[Set problem] Pull out every line in the entries below that contains the string "wall". The match is case-sensitive.

>>>>>

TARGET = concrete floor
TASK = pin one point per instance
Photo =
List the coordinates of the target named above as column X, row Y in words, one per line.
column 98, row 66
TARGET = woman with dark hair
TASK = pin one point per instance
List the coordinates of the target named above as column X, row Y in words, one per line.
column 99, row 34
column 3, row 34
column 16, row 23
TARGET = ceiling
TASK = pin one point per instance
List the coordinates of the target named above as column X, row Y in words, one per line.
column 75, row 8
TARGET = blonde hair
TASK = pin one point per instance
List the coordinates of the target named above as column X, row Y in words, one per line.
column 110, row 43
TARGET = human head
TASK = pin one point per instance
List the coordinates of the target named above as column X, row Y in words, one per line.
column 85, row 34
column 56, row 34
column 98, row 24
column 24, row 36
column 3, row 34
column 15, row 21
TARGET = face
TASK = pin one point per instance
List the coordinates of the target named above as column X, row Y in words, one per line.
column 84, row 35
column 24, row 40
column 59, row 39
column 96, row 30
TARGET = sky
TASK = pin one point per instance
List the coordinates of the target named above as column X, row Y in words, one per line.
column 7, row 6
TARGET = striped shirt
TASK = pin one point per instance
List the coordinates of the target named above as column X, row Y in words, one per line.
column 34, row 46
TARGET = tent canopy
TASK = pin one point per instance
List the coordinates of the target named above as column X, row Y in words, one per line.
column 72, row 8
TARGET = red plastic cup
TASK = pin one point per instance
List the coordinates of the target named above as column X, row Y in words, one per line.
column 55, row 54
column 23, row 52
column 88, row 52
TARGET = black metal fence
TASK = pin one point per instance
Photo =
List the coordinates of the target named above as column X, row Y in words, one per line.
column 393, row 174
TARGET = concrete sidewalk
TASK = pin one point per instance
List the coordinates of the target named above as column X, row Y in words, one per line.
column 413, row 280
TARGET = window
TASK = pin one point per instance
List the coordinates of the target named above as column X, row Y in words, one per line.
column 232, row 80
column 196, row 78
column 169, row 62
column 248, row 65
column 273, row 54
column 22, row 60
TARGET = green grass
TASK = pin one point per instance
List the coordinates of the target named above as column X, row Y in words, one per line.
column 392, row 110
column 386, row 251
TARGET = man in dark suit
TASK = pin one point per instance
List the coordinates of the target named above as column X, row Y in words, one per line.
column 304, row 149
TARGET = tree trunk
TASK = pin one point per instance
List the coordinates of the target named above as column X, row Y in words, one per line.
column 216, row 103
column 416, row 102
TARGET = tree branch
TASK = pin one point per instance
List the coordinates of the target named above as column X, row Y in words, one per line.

<<<<<
>>>>>

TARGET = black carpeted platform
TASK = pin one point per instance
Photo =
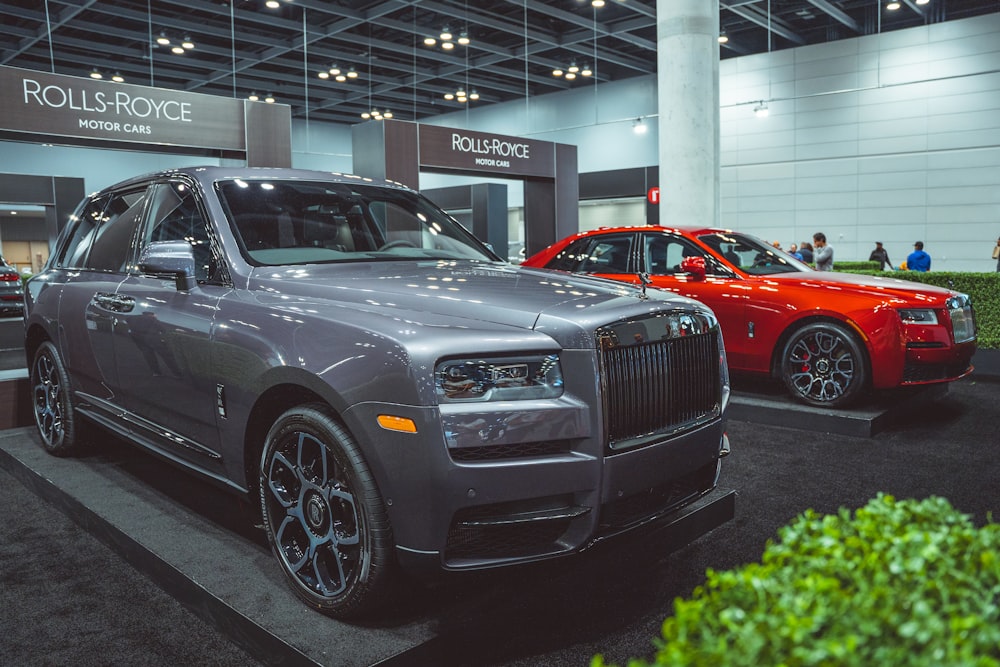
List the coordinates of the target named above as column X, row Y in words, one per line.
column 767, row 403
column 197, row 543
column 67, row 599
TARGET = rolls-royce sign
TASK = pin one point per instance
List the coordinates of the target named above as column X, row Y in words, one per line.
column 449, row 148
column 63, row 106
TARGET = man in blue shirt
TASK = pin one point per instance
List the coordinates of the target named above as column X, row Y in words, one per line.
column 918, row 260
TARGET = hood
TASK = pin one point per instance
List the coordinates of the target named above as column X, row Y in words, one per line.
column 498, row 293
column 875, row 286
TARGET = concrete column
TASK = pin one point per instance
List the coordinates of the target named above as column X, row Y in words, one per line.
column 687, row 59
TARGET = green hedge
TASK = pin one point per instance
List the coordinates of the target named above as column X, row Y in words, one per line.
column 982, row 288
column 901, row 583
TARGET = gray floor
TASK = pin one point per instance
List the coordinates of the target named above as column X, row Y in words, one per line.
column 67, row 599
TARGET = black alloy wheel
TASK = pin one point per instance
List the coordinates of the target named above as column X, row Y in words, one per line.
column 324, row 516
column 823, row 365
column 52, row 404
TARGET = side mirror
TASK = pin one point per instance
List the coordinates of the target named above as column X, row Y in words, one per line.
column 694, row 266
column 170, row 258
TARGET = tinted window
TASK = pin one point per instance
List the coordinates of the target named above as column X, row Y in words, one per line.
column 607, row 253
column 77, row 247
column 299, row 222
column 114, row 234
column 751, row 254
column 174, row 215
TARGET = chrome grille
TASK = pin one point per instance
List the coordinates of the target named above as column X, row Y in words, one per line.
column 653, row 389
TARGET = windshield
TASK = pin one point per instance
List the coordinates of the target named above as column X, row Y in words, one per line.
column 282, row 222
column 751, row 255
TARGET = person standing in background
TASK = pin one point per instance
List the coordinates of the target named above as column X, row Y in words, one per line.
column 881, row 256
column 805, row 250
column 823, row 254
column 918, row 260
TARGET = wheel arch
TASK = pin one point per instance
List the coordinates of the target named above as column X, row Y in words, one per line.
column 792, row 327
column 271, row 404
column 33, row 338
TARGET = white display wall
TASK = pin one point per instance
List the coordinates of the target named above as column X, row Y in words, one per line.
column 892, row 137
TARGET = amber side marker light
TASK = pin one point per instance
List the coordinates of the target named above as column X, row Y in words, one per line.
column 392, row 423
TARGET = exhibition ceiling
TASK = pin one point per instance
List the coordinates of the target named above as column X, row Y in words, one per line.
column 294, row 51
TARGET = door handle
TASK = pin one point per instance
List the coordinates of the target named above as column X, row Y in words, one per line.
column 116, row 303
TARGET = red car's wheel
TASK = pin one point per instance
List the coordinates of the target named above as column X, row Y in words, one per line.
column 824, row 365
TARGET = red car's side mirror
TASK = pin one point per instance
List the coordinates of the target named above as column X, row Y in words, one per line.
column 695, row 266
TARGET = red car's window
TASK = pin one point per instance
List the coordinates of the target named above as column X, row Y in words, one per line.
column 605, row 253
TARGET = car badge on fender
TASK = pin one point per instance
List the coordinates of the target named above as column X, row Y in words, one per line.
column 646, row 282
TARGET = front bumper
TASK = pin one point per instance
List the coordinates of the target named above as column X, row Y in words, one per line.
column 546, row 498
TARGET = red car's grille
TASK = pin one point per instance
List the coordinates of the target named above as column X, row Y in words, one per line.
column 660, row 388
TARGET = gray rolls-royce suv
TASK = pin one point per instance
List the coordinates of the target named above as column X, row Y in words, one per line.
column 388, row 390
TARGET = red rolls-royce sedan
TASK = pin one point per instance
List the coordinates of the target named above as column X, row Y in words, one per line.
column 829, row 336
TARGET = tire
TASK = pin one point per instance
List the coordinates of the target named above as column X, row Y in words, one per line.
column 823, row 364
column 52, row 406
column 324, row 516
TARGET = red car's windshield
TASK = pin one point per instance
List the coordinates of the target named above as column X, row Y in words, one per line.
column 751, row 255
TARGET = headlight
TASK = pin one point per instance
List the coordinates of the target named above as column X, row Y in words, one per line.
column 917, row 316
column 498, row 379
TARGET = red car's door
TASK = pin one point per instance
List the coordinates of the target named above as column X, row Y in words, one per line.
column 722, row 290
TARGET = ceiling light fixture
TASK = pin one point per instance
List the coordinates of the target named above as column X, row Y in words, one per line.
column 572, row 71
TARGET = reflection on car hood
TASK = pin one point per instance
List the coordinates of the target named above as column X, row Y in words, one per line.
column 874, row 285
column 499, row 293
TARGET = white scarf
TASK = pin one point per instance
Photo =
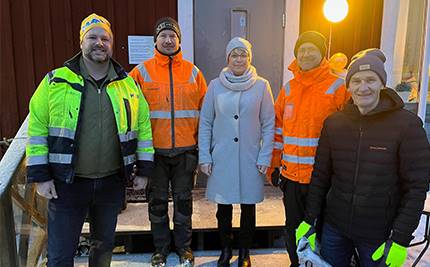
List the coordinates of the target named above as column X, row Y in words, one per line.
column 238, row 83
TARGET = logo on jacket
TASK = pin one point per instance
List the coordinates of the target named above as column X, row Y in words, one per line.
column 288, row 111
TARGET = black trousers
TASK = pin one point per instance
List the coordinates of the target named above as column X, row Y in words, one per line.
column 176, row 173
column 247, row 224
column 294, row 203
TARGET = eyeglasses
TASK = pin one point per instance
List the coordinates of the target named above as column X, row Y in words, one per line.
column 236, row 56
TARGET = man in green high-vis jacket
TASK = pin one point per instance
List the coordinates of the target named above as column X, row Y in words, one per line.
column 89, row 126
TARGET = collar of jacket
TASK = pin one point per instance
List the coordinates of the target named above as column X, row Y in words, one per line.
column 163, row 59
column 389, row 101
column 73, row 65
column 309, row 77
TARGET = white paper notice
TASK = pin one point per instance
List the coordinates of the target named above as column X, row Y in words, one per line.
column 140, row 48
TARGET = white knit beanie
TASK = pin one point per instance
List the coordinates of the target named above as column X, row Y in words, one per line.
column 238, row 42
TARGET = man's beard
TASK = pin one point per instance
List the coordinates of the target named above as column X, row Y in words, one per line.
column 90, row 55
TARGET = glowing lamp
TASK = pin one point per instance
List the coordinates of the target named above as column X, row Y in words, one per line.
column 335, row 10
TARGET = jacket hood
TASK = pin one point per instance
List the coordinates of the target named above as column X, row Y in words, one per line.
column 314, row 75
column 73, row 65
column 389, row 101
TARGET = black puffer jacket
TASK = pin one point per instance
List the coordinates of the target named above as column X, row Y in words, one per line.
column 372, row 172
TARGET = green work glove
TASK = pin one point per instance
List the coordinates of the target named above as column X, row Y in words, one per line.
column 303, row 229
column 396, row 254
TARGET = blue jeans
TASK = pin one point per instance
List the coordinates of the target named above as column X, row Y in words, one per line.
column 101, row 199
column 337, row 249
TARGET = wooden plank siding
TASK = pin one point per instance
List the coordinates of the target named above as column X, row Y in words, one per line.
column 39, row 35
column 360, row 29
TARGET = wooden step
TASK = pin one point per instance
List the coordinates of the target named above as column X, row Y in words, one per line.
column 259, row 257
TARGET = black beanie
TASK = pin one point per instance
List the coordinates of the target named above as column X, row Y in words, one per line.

<<<<<
>>>>>

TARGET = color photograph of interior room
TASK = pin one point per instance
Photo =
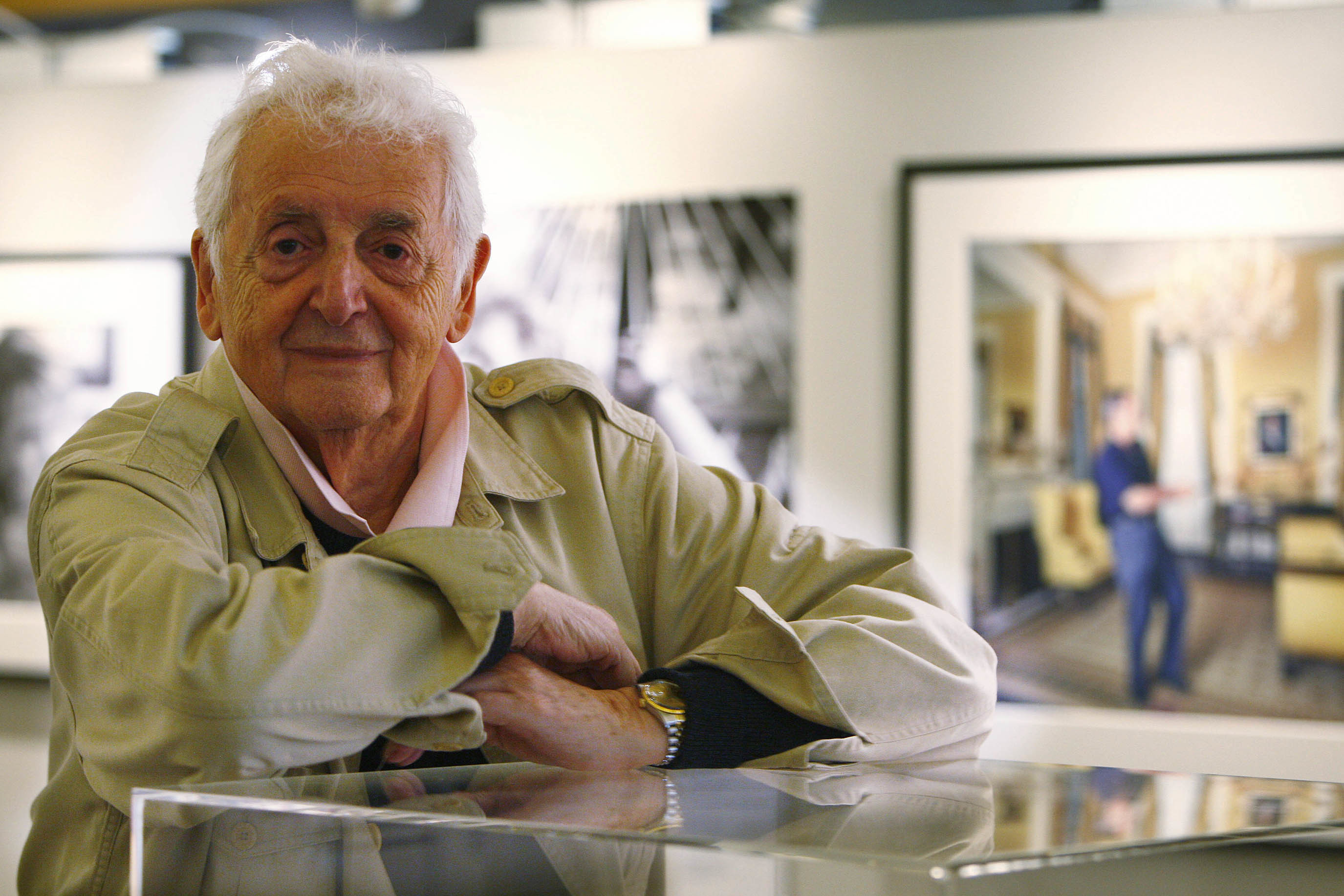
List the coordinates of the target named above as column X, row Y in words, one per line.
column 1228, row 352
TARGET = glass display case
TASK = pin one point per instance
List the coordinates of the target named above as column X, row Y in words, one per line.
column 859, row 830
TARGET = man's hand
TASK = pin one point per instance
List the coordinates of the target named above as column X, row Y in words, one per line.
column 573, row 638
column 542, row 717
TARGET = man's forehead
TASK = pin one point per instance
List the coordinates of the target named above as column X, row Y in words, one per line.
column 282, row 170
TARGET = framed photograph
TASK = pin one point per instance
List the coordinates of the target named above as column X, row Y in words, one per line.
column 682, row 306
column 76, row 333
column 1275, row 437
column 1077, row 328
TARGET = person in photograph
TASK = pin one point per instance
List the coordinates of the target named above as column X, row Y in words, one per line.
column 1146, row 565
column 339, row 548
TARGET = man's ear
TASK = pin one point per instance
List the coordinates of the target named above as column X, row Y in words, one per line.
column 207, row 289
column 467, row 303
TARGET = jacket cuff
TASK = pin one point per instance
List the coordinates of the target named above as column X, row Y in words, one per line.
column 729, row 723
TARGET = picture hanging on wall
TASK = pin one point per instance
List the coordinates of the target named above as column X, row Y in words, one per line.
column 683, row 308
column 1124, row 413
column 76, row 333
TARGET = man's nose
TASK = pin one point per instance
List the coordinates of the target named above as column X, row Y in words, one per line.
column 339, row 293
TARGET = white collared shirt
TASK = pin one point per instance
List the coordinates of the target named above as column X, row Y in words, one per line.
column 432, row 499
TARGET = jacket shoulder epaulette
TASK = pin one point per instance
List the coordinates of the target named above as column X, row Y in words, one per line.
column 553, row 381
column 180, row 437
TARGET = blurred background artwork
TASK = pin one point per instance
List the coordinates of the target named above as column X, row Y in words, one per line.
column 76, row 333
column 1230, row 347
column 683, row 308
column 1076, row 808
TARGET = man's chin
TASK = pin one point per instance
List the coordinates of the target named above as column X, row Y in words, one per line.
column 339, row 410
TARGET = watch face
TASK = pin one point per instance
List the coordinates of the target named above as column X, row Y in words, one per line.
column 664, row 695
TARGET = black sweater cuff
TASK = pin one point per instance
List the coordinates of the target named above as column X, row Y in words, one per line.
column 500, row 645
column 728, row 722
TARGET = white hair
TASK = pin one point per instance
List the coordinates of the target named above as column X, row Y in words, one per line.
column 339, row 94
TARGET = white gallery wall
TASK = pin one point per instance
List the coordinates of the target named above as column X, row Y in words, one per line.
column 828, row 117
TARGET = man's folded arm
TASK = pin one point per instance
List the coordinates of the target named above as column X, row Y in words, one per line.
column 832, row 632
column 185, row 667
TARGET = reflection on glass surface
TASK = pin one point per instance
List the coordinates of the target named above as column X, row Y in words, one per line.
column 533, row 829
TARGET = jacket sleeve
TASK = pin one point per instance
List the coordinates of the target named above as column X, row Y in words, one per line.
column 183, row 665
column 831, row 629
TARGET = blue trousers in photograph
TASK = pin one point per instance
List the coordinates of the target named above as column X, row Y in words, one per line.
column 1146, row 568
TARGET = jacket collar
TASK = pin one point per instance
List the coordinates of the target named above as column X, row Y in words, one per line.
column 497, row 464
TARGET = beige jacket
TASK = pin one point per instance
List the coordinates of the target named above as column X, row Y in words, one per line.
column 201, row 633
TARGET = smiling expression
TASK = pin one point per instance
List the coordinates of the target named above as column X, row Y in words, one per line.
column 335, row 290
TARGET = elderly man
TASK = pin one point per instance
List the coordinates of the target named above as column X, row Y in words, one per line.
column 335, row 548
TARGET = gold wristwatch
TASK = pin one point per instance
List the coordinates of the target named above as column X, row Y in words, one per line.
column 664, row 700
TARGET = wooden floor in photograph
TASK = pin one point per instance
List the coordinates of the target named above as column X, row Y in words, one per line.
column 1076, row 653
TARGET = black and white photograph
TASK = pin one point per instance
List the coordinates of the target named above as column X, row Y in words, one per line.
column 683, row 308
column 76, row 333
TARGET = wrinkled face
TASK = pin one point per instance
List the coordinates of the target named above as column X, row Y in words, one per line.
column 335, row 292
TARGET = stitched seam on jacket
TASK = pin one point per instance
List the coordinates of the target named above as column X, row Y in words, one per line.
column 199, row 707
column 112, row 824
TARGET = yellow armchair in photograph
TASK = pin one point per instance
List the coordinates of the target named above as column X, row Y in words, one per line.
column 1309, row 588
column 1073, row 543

<<<<<

[Complete answer]
TARGET = white display wall
TARGET = picture hanging on wall
TARGET = white gallery wall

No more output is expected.